• **TAREFAS A REALIZAR**
(A) No trecho sobre Izabella Teixeira e as emissões do Brasil, que função ela exerce no Centro Brasileiro de Relações Internacionais?
(B) Prossiga a redação do trecho sobre Izabella Teixeira e as emissões do Brasil a partir de sua última frase.

Agendas da COP

Brasil pode ter uma economia com emissões negativas de carbono, afirma Izabella Teixeira

País deveria retomar rota original de descarbonização do Acordo de Paris, defende ministra que participou de negociações

Izabella Teixeira, ex-ministra de Meio Ambiente (foto por IEA-USP)
Izabella Teixeira, ex-ministra de Meio Ambiente (foto por IEA-USP)

O anúncio brasileiro de zerar o desmatamento ilegal até 2028 é uma “perda de oportunidade” para o país demostrar uma trajetória de crescimento econômico e preservação das floresta, diz Izabella Teixeira, ex-ministra do Meio Ambiente e conselheira do Centro Brasileiro de Relações Internacionais.

Ela afirma que o Brasil tem condições de não apenas buscar a neutralidade, mas ter uma economia com emissões líquidas negativas.

• **DADOS EXTRAÍDOS**

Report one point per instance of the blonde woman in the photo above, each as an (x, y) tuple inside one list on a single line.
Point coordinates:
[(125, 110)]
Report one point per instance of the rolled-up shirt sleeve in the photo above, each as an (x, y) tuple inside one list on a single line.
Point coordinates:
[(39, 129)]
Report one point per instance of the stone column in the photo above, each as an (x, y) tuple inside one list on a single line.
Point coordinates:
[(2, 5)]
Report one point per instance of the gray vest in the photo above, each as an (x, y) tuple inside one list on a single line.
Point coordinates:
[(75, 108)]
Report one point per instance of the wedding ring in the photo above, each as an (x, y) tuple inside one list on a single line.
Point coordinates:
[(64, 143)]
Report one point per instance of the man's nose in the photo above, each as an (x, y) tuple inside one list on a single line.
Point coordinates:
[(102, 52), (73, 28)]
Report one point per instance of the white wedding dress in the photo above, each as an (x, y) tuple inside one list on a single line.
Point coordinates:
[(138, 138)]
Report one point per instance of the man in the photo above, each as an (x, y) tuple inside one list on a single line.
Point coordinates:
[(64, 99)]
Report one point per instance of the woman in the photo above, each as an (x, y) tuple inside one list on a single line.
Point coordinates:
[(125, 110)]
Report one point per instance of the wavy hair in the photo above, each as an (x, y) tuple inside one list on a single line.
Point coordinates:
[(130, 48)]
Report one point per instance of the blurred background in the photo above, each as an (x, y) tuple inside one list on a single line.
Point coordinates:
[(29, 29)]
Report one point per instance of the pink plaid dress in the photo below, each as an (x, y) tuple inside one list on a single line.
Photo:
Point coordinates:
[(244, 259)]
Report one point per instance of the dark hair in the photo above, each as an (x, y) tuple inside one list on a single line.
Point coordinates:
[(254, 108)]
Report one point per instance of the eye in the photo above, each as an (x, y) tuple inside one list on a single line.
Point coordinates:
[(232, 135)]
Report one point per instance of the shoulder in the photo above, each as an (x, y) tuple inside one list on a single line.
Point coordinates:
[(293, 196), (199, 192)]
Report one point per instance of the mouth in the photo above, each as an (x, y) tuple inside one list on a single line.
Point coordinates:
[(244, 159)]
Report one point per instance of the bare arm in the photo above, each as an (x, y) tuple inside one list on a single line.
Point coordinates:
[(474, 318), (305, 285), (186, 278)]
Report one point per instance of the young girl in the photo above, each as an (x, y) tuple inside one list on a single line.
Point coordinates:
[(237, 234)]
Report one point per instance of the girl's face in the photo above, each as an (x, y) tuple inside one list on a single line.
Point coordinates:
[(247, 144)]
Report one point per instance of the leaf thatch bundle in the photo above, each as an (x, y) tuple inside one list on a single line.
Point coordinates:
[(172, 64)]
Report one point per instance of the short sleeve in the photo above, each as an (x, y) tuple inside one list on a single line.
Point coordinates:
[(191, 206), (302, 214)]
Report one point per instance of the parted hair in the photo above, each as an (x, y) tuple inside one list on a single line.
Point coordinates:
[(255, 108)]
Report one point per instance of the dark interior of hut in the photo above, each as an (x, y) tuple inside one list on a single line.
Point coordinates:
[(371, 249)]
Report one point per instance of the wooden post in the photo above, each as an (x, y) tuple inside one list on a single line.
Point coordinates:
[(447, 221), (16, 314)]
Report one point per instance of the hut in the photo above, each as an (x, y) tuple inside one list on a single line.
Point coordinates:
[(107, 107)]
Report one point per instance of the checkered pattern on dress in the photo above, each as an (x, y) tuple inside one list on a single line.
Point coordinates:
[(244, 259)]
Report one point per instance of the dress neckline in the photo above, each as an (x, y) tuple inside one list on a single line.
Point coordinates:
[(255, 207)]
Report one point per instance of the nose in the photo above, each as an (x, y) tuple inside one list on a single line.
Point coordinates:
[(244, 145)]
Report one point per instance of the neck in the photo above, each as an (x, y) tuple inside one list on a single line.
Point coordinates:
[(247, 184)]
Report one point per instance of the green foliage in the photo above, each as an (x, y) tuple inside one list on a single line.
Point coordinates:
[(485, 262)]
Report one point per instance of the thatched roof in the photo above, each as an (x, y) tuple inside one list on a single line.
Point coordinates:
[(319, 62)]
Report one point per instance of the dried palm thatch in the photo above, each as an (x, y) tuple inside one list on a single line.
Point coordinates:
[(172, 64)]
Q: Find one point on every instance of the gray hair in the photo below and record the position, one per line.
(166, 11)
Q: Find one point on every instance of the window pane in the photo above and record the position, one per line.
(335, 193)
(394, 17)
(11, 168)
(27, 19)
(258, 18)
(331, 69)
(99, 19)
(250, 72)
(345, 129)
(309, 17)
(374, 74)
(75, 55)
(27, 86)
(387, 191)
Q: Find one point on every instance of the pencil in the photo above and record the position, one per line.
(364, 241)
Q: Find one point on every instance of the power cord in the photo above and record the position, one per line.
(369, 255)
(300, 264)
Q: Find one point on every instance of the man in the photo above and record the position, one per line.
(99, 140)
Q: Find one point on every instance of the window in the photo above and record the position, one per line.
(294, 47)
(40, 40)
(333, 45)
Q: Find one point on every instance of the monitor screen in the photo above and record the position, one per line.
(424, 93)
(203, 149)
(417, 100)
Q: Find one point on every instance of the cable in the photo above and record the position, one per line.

• **RESPOSTAS REDIGIDAS**
(A) Ela é conselheira do Centro Brasileiro de Relações Internacionais.

(B)
“Como estava na NDC, em Paris: o Brasil poderia virar carbon sink, retirar mais [carbono] do que emite. O Brasil passaria a ser um país solidário ao mundo, um conceito importante – pós-pandemia, então, nem se fala – desse novo multilateralismo, [que] se significa trabalhar com a natureza (não só a floresta) de pé”, diz.

Ministra do Meio Ambiente entre 2010 a 2016, durante os governos de Luiz Inácio Lula da Silva e Dilma Rousseff, Izabella foi responsável pelo desenho da Contribuição Nacionalmente Determinada (NDC, na sigla em inglês) entregue pelo Brasil em 2015 no Acordo de Paris.

Izabella Teixeira conversou em Glasgow, com a Estratégia ESG, parceria da epbr com a Alter Conteúdo, e participou do Brazil Climate Action Hub, iniciativa de organizações da sociedade civil.

As metas revisadas foram anunciadas ontem por Joaquim Leite, atual ministro do Meio Ambiente. 

Segundo Izabella, a atualização da NDC fez um “mero ajuste e ainda insuficiente” para compensar o recuo feito pelo governo de Jair Bolsonaro no ano passado.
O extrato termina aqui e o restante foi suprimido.